Given problem
In the article on Russell Brand and Wellspring, where and when is the Wellspring conference taking place? Please answer briefly.

Page extract
━━━
Russell Brand Talks about Wellness, the Journey of Recovery, and the Importance of Practice
Wellness at Wellspring
Comedian, actor, and author Russell Brand is a fast talking, rapid-fire wit who puts his voice to use in service to authentic no-BS conversations about how we can live lives of freedom. Brand has been more than open about his own addictions, and the recovery that he insists has saved his life, through a series of best-selling books and a very public engagement that includes podcasts, YouTube videos, social media, and a live, in-person appearance at the upcoming Wellspring conference in Downtown Palm Springs in October.
Wellspring isn’t just another conference, but a fully integrated experiential gathering place for health and wellness experts, industry professionals, and eager enthusiasts to further conversations about what wellness really means. How do we find freedom while living in the complicated construct of the modern world? Where are the intersections of personal well-being and our collective and societal wellness? What are the ways in which we can further these conversations for everyone’s benefit?
If you listen to any of Russell’s messages you know these are conversations he cares about as he continues to use his platform to encourage us all. He also emphasizes, at least in the recovery community, the importance of communal work for personal and planetary wellness. It’s why he is one of the keynote speakers at an event that sees wellness not as a commodity but as an essential daily practice. In October, Brand joins a line-up of teachers and speakers whose own voices and platforms are centered on positive social change and social justice as well as mental, emotional, physical, energetic, and ecological well-being.
━━━
(Coordinate annotation lines)
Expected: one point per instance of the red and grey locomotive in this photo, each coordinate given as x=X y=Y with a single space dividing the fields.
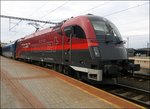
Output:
x=89 y=46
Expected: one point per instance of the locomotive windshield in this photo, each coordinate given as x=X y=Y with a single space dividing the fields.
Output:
x=106 y=31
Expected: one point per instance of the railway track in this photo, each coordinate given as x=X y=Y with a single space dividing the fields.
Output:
x=131 y=88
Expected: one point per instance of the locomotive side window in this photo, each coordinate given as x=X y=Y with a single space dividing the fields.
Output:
x=78 y=32
x=68 y=31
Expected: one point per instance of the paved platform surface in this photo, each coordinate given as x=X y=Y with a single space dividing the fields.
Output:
x=29 y=86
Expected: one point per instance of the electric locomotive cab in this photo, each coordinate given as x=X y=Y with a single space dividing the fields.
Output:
x=111 y=53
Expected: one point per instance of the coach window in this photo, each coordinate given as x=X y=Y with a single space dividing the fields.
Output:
x=78 y=32
x=58 y=30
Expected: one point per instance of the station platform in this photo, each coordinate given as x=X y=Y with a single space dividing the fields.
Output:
x=28 y=86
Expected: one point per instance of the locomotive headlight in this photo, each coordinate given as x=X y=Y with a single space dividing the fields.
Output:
x=96 y=51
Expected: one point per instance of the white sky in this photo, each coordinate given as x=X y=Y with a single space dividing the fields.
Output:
x=132 y=23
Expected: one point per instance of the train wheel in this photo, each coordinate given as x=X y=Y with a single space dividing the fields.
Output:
x=66 y=70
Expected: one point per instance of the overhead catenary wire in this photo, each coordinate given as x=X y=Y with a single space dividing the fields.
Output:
x=94 y=7
x=28 y=16
x=126 y=9
x=53 y=10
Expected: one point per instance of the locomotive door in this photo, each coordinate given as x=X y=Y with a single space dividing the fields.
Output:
x=67 y=44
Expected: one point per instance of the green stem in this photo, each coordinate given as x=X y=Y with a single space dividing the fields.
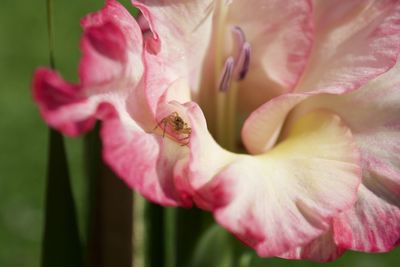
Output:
x=61 y=243
x=49 y=7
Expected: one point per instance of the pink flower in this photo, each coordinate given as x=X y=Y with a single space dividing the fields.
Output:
x=317 y=81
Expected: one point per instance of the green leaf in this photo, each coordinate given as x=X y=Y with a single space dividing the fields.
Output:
x=61 y=244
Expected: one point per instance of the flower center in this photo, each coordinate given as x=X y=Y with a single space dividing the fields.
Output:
x=231 y=64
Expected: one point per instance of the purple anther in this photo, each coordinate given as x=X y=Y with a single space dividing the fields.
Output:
x=240 y=37
x=244 y=61
x=226 y=76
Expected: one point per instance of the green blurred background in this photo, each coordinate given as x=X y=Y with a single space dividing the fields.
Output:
x=23 y=142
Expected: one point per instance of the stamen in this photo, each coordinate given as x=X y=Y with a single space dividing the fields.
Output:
x=244 y=61
x=226 y=77
x=239 y=35
x=228 y=2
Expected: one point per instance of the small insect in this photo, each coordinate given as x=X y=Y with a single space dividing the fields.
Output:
x=178 y=126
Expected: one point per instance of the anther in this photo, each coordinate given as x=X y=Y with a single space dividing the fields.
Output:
x=238 y=35
x=242 y=53
x=244 y=61
x=226 y=76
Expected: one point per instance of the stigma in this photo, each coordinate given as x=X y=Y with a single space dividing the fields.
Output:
x=237 y=65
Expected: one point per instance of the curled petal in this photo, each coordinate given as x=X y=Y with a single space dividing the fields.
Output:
x=286 y=198
x=321 y=249
x=355 y=42
x=181 y=31
x=281 y=38
x=63 y=105
x=373 y=225
x=145 y=161
x=337 y=65
x=112 y=48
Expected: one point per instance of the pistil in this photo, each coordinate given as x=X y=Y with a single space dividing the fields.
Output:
x=228 y=73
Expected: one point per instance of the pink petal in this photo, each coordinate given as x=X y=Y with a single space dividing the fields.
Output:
x=337 y=65
x=145 y=161
x=111 y=46
x=180 y=36
x=355 y=42
x=321 y=249
x=281 y=37
x=373 y=115
x=63 y=105
x=285 y=198
x=262 y=128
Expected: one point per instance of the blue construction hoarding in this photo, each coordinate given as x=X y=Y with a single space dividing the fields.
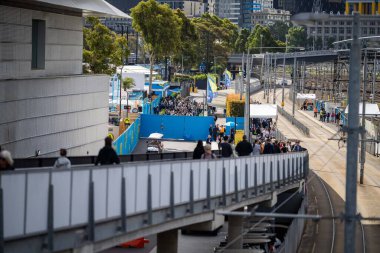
━━━
Result of the exercise
In Downtown Palm Springs, in October.